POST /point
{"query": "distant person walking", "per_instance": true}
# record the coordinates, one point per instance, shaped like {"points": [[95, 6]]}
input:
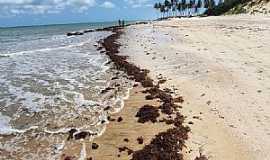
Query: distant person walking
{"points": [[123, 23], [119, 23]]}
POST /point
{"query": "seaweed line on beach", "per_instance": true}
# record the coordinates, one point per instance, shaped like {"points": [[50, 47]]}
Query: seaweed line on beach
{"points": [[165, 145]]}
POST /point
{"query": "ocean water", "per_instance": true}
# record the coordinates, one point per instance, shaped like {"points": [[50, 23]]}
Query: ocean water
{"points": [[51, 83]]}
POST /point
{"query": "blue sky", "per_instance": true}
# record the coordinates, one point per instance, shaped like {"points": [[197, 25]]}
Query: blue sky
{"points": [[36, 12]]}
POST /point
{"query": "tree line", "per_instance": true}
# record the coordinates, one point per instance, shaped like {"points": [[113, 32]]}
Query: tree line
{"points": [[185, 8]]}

• • • •

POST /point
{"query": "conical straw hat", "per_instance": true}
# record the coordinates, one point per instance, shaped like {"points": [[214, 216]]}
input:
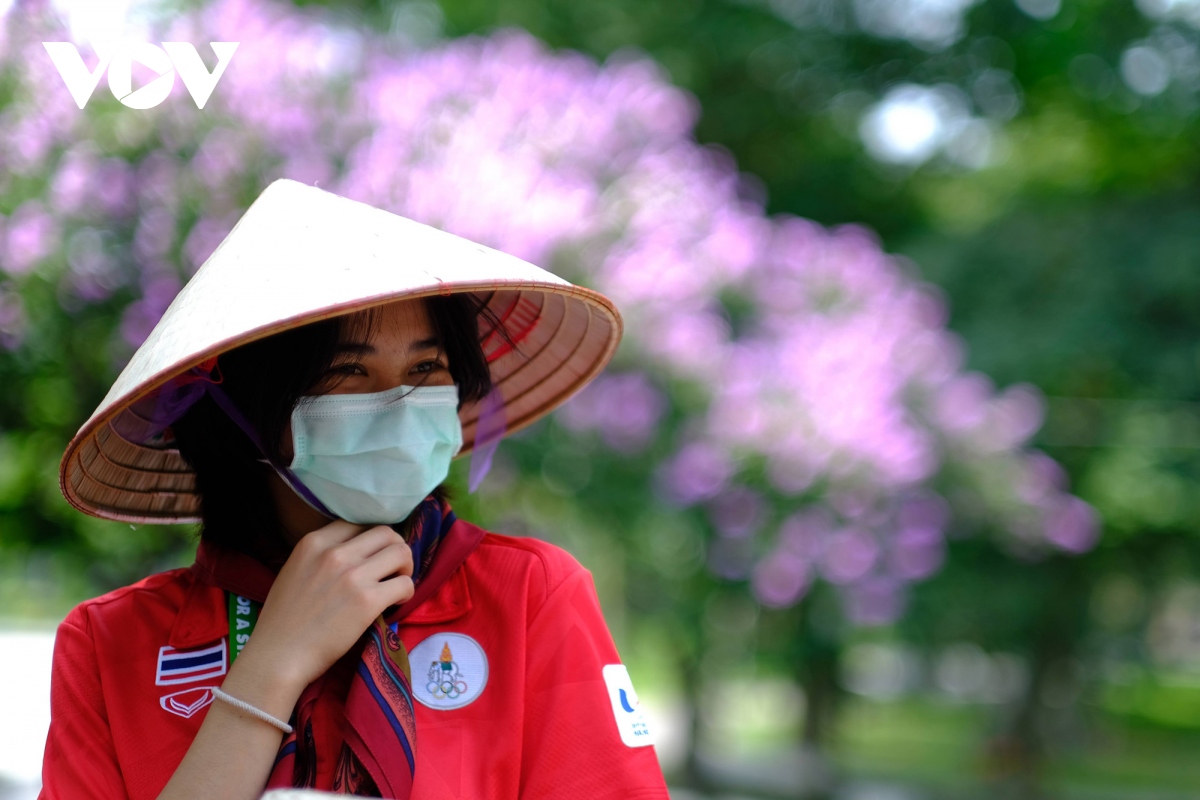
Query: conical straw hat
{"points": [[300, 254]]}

• • • •

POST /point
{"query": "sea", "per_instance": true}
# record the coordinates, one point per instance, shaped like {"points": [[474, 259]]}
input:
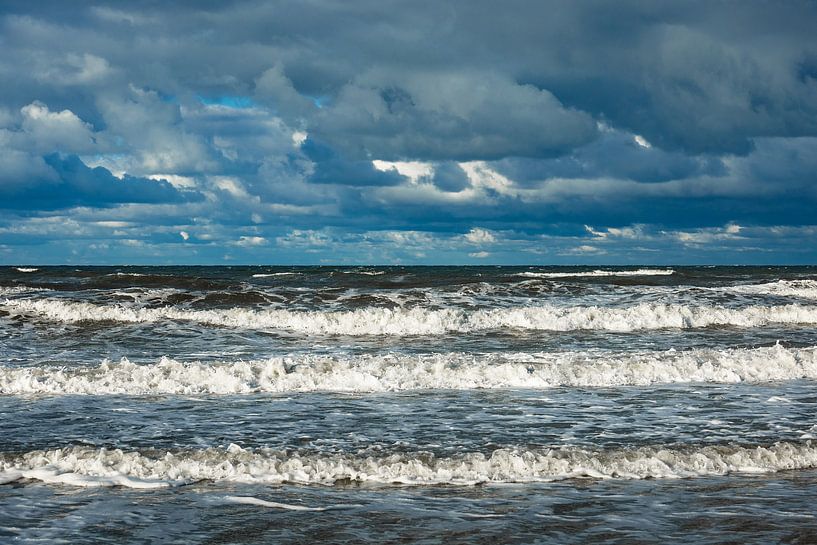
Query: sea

• • • •

### TASK GOAL
How many lines in the records above contain the string "person"? Reply with the number alone.

### ANSWER
2